Dataset entries
════════
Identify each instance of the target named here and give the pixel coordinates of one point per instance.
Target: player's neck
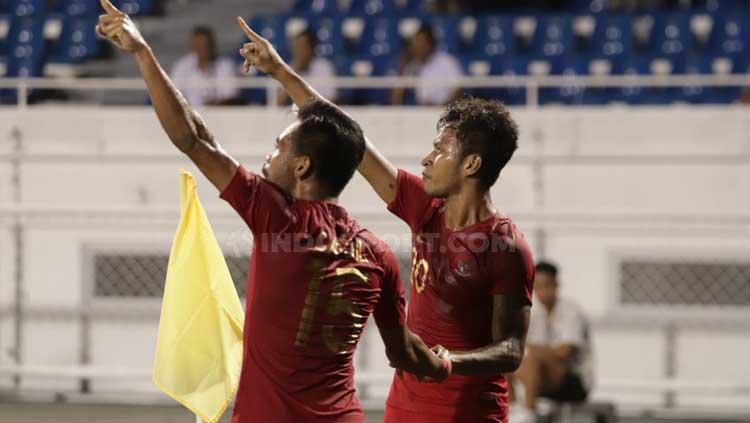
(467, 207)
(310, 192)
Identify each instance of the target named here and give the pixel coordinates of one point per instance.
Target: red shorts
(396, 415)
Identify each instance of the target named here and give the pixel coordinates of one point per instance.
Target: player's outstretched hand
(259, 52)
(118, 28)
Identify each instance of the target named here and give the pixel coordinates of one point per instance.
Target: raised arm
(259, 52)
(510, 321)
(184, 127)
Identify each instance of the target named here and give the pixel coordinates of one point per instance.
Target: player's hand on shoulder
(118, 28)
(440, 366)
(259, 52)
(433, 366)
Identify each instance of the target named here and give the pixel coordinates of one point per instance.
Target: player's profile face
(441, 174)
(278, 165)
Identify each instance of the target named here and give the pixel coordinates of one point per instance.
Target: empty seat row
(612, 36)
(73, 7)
════════
** Exercise **
Although the records contain pictures, print only the rest, exactly as written.

** Response box **
Identify each instance of the target named here and give the pixel coordinates of one point per instance.
Target: player's neck
(467, 207)
(310, 192)
Identify each instance of the target named here and give the pixel coordinates of one point per instance.
Target: red shorts
(396, 415)
Identify each instance of the target named here and give the pixel coordinates of one point per instance.
Target: player's outstretched hand
(259, 52)
(118, 28)
Identify each instance of the target named here and give the pixel coordinates of one point per instance.
Target: raised arm
(259, 52)
(510, 321)
(184, 127)
Identify each instance of the target named here and give the pixel coordinates of one point per instance.
Target: player's hand on shoulder
(118, 28)
(440, 366)
(259, 52)
(433, 366)
Identify each instance of the target named here and give the pixel coordinates of one point per instance.
Target: player's profile face
(441, 174)
(278, 165)
Identify each instance of the target named here and give the pixel coordinates of one point per instance.
Target: empty seat row
(612, 36)
(73, 7)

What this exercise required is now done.